- Reading passage

* Start *

# delco remy generator starter



## timbo (Aug 11, 2005)

would any one here know where to find a rebuil kit for one of these generator/alternators to start an older 12 hp techumseh the one i have is not set up or stuck does spin by hand but not with battery before i take apart id like to know if it can be rebuilt to work ? thanks for any help timbo


----------



## oscaryu1 (Mar 25, 2007)

probably not, but you can always try or find some parts to make a rebuild kit, google it or ebay it


----------



## mattv (Mar 28, 2007)

i have a similar starter for my 30hp wisconsin try ebay for parts or a auto wreckers/salvage yard thats were i found the parts i needed. hope it helps


----------



## oscaryu1 (Mar 25, 2007)

i just checked, yup check ur junkyard.. man found stuff i needed for years =) found a starter for my ole 10 hp too


----------



## mattv (Mar 28, 2007)

cool hope works out.


----------



## oscaryu1 (Mar 25, 2007)

*good luck*

same here matt :dude: good luck timbo :thumbs up:


----------



## mattv (Mar 28, 2007)

hey timbo hows the hunt coming ??


----------



## oscaryu1 (Mar 25, 2007)

same here timbo! did the junk yard work?


----------



## timbo (Aug 11, 2005)

im still looking been to 3 diferent ones and no luck yet found 2 that were missing parts and set up tighter than bark on a beech tree! ill find something or ill continue to wind the string as for lights etc ill just charge the battery like all the time, i do have a solar powered battery maitainer ,just a trickle of a charge but it does keep em up pretty good


----------



## oscaryu1 (Mar 25, 2007)

=) been looking for those solar powered battery mainta. machines =) well what parts do u have left? ebay has alot around these days


----------



## timbo (Aug 11, 2005)

my brother works at a (caddilac dealership) who also sold BMW cars.. this solar charger came with new BMW cars its a 12 volt trickle charge maintainer, i wanted to see if it could run my fish finder for thru the ice fishing and it worked great for that it kept my small 12 motercycle battery in full charge all the time and i have it used it alot,, i will just mount it now to the hood of my garden tractor so when out in full sun ,it will charge the battery for starting as without the generator it would lose the charge needed to run any lights or the starter, thus eventually id lose the spark to engine with no generator so ill try it on my tractor it should work well,, to keep me going ,, i also found in my area an old time parts yard for International farm tractors like the m and h tractors used on farms. they some times had about the same charging systems with a generator on them like i need for my garden tractor, im seeing first hand that one in working order is like hair on a frog or teeth on a chicken but who knows ,ill come up with something and soon ,for very little money but i have lots of time in the search !!! hopefully it will pay off in the end and i dont get the shaft!!


----------



## oscaryu1 (Mar 25, 2007)

well good luck!  :dude:


----------



## mattv (Mar 28, 2007)

good luck timbo!


----------

* End *

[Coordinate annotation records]

* Start *

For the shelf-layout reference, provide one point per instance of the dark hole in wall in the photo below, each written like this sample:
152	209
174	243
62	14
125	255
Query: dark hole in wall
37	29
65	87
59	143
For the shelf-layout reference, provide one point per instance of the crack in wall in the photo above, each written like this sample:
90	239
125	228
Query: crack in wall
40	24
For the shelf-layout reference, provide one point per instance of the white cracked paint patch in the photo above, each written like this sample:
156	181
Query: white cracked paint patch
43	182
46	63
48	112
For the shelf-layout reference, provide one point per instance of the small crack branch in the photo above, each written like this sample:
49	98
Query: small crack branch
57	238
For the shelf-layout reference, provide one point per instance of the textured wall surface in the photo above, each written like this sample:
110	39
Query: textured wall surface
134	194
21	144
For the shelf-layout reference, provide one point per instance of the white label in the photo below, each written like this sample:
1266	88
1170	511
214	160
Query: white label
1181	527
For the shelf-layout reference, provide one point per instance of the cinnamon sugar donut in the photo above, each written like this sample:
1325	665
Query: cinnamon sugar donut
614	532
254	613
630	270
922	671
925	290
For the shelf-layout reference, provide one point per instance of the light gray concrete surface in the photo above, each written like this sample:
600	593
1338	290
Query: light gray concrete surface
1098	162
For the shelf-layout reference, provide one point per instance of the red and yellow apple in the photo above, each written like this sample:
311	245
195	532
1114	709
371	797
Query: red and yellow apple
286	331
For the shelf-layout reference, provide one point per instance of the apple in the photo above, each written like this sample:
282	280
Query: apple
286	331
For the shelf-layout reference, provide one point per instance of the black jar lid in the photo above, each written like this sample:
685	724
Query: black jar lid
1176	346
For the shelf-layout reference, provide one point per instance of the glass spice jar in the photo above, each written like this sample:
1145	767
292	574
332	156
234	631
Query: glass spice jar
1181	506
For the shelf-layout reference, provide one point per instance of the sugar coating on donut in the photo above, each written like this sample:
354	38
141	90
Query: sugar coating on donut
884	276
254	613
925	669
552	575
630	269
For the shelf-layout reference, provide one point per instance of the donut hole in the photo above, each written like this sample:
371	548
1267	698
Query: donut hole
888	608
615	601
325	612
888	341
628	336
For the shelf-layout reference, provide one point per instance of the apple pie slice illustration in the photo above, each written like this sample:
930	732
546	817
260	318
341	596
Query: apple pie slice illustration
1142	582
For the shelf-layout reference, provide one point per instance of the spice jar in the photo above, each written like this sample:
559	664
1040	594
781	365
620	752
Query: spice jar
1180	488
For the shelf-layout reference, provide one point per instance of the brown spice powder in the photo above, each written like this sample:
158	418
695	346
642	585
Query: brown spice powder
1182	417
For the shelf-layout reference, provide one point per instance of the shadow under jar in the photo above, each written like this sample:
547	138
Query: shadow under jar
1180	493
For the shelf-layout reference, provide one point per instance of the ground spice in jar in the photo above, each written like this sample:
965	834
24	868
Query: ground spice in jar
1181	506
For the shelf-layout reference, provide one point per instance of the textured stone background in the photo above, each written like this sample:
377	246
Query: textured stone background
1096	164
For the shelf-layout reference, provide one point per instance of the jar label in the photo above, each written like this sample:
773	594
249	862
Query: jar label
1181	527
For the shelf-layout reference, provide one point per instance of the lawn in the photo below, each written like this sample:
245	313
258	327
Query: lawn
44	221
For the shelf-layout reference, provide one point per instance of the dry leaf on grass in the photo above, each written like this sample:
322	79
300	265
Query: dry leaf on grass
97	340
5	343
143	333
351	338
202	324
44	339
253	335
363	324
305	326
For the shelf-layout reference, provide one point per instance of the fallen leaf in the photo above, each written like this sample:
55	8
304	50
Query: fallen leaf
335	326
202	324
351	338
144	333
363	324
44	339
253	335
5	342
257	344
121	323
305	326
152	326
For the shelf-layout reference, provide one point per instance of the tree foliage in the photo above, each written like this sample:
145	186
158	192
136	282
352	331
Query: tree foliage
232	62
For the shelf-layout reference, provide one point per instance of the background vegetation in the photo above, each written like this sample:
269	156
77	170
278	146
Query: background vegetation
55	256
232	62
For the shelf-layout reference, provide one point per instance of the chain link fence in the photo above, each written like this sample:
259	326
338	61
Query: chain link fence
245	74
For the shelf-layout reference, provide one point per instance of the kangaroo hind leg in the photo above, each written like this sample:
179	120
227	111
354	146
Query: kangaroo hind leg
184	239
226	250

* End *

- Work required
Please write out the stretch of the generator starter thread from "i just checked, yup" through "hope works out.". These entries have no connection to the generator starter thread.

- Problem solution
i just checked, yup check ur junkyard.. man found stuff i needed for years =) found a starter for my ole 10 hp too


----------



## mattv (Mar 28, 2007)

cool hope works out.